- **Given request 1**
Copy the records below word for word, from their first line through the line containing "[220,275,369,481]", both included, and leave the pictures out.

- **Excerpt**
Tracing/ring-buffer fixes for 6.8 (to be applied in 6.9-rc):

- Do not update shortest_full in rb_watermark_hit() if the watermark
  is hit. The shortest_full field was being updated regardless if
  the task was going to wait or not. If the watermark is hit, then
  the task is not going to wait, so do not update the shortest_full
  field (used by the waker).

- Update shortest_full field before setting the full_waiters_pending flag

  In the poll logic, the full_waiters_pending flag was being set
  before the shortest_full field was set. If the full_waiters_pending
  flag is set, writers will check the shortest_full field which has
  the least percentage of data that the ring buffer needs to be
  filled before waking up. The writer will check shortest_full if
  full_waiters_pending is set, and if the ring buffer percentage filled
  is greater than shortest full, then it will call the irq_work to
  wake up the waiters.

  The problem was that the poll logic set the full_waiters_pending flag
  before updating shortest_full, which when zero will always trigger
  the writer to call the irq_work to wake up the waiters. The irq_work
  will reset the shortest_full field back to zero as the woken waiters
  is suppose to reset it.

- There's some optimized logic in the rb_watermark_hit() that is used
  in ring_buffer_wait(). Use that helper function to the poll logic
  as well.

- Restructure ring_buffer_wait() to use wait_event_interruptible()

  The logic to wake up pending readers when the file descriptor is
  closed is racy. Restructure ring_buffer_wait() to allow callers
  to pass in conditions besides the ring buffer having enough data
  in it by using wait_event_interruptible().

- Update the tracing_wait_on_pipe() to call ring_buffer_wait() with
  its own conditions to exit the wait loop.

Steven Rostedt (Google) (5):
      ring-buffer: Do not set shortest_full when full target is hit
      ring-buffer: Fix full_waiters_pending in poll
      ring-buffer: Reuse rb_watermark_hit() for the poll logic
      ring-buffer: Use wait_event_interruptible() in ring_buffer_wait()

- **Data to process**
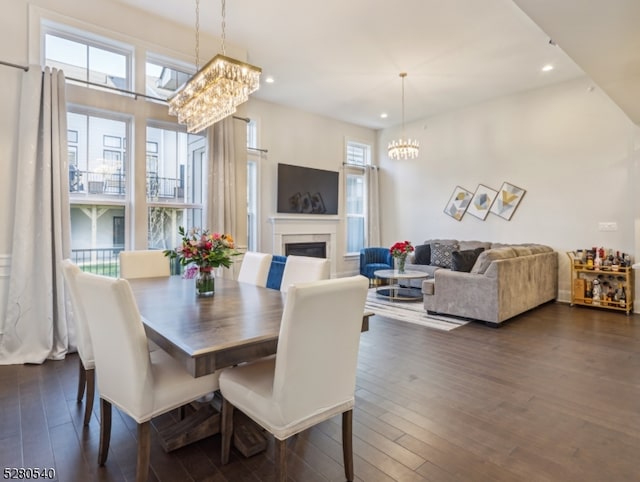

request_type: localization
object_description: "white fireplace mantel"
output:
[269,215,340,278]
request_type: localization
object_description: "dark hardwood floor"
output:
[0,303,640,482]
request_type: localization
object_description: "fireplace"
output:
[269,215,340,278]
[284,242,327,258]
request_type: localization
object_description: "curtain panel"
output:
[0,66,71,365]
[207,116,237,277]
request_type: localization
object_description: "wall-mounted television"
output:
[277,164,340,214]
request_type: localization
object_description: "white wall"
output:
[379,79,638,306]
[246,98,376,276]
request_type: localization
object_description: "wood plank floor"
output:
[0,303,640,482]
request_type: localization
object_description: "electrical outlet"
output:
[598,222,618,231]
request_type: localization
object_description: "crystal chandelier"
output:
[389,72,420,159]
[169,0,262,133]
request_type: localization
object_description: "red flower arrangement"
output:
[164,226,240,278]
[389,241,414,258]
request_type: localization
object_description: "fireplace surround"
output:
[269,215,340,278]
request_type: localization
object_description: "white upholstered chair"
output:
[280,255,330,293]
[76,273,218,482]
[238,251,273,287]
[61,259,96,425]
[120,249,171,279]
[220,275,369,481]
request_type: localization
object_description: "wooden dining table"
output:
[129,276,373,451]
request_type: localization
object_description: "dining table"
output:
[129,276,373,451]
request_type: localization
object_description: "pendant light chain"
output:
[222,0,227,55]
[400,72,407,137]
[196,0,200,72]
[388,72,420,159]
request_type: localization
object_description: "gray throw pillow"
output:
[413,244,431,264]
[431,243,460,268]
[451,247,484,273]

- **Given request 2**
According to the ring-buffer fixes excerpt, why should rb_watermark_hit() not update the shortest_full field when the watermark is hit? Answer in one to three sentences.

- **Written answer 1**
request_type: localization
object_description: "white fireplace mantel"
output:
[269,215,340,278]
request_type: localization
object_description: "dark hardwood floor"
output:
[0,303,640,482]
request_type: localization
object_description: "fireplace"
output:
[269,215,340,278]
[284,242,327,258]
request_type: localization
object_description: "curtain panel"
output:
[0,66,71,365]
[207,116,237,277]
request_type: localization
object_description: "wall-mounted television"
output:
[277,164,340,214]
request_type: localization
object_description: "white wall"
output:
[379,79,638,306]
[246,98,376,276]
request_type: localization
object_description: "wood plank floor"
output:
[0,303,640,482]
request_type: localization
object_description: "electrical outlet"
output:
[598,222,618,231]
request_type: localization
object_description: "crystal chandelier"
output:
[389,72,420,159]
[169,0,262,133]
request_type: localization
object_description: "red flower arrangement"
output:
[164,226,240,278]
[389,241,414,258]
request_type: localization
object_description: "fireplace surround"
output:
[269,215,340,278]
request_type: localization
object_description: "white upholstered chair"
output:
[280,255,330,293]
[76,273,218,482]
[238,251,273,287]
[61,259,96,425]
[120,249,171,279]
[220,275,369,481]

- **Written answer 2**
If the watermark is hit, the task is not going to wait. The shortest_full field is used by the waker, so it should not be updated for a task that will not wait.